[Records from a collection]
********************
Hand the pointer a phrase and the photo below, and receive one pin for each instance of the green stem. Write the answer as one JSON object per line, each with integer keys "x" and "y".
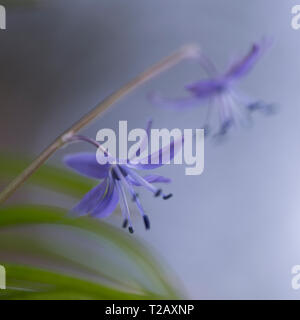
{"x": 165, "y": 64}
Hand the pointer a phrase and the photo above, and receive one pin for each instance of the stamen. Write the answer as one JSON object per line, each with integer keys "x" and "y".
{"x": 131, "y": 230}
{"x": 146, "y": 222}
{"x": 168, "y": 196}
{"x": 125, "y": 223}
{"x": 158, "y": 193}
{"x": 134, "y": 196}
{"x": 123, "y": 203}
{"x": 142, "y": 181}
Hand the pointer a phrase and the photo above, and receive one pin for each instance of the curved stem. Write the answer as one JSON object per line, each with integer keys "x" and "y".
{"x": 190, "y": 51}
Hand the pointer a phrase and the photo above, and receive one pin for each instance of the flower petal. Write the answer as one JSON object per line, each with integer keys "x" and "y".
{"x": 205, "y": 89}
{"x": 109, "y": 202}
{"x": 144, "y": 142}
{"x": 150, "y": 178}
{"x": 91, "y": 199}
{"x": 87, "y": 165}
{"x": 157, "y": 157}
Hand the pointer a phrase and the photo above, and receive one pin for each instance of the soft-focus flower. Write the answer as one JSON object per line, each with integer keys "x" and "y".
{"x": 221, "y": 94}
{"x": 117, "y": 180}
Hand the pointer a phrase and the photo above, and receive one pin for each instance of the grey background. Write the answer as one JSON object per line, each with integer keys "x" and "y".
{"x": 232, "y": 232}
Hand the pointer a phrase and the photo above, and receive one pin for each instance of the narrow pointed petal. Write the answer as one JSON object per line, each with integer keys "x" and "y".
{"x": 144, "y": 141}
{"x": 150, "y": 178}
{"x": 206, "y": 89}
{"x": 175, "y": 103}
{"x": 91, "y": 199}
{"x": 157, "y": 157}
{"x": 87, "y": 165}
{"x": 108, "y": 203}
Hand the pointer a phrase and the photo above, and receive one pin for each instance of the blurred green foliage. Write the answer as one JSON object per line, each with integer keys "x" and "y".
{"x": 49, "y": 255}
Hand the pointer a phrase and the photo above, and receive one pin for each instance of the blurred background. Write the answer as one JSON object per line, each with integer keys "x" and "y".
{"x": 232, "y": 232}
********************
YOUR INSTRUCTIONS => Pictures are not part of the copy; reproduce everything else in the records exactly.

COMPLETE ANSWER =>
Hand the pointer a phrase and the photo below, and receive one pin for each instance of the green stem. Write the answer as one JSON object per line, each with integer keys "x" and "y".
{"x": 165, "y": 64}
Hand the pointer a phrase and the photo above, and receive one pin for each instance of the stamen. Write the answer as one JSON object per line, each with integer keys "x" and "y".
{"x": 131, "y": 230}
{"x": 146, "y": 222}
{"x": 168, "y": 196}
{"x": 125, "y": 223}
{"x": 158, "y": 193}
{"x": 134, "y": 196}
{"x": 123, "y": 203}
{"x": 142, "y": 181}
Hand the pointer a phrase and the photo above, and receive one pin for each instance of the curved stem. Write the answer as one JSON object per line, each with integer keys "x" and "y".
{"x": 190, "y": 51}
Hand the pointer a phrase and the photo above, and receive one pin for each instance of the flower petal. Write the answer as one JSON object per line, each with integer keys "x" and "y".
{"x": 205, "y": 89}
{"x": 109, "y": 202}
{"x": 144, "y": 142}
{"x": 150, "y": 178}
{"x": 91, "y": 199}
{"x": 87, "y": 165}
{"x": 157, "y": 157}
Hand the pointer a phrase and the photo above, and receive one pin for each instance of the soft-focus flower. Write the answer as one JSON object per line, each with integer keys "x" and "y".
{"x": 221, "y": 94}
{"x": 117, "y": 180}
Hand the pointer a phrase and the photo above, and receive one pin for each instance of the grey background. Write the answer as one JSON object per line, each with integer keys "x" and "y".
{"x": 232, "y": 232}
Hand the pointer a phrase and the photo above, and receive one pin for each instance of the narrow pointed petal. Write the answer as one JSON object per line, each with integer keys "x" and "y".
{"x": 144, "y": 141}
{"x": 150, "y": 178}
{"x": 206, "y": 89}
{"x": 175, "y": 103}
{"x": 91, "y": 199}
{"x": 157, "y": 157}
{"x": 87, "y": 165}
{"x": 108, "y": 203}
Hand the pointer a phrase and the photo above, and receive one pin for each instance of the blurred green foliage. Write the answer as one JSON object per line, each with integer keys "x" and "y".
{"x": 49, "y": 255}
Hand the pointer a phrase and the photo above, and receive one pin for each instance of the blurred background. Write the answer as one JSON object per line, each with integer keys "x" and "y".
{"x": 232, "y": 232}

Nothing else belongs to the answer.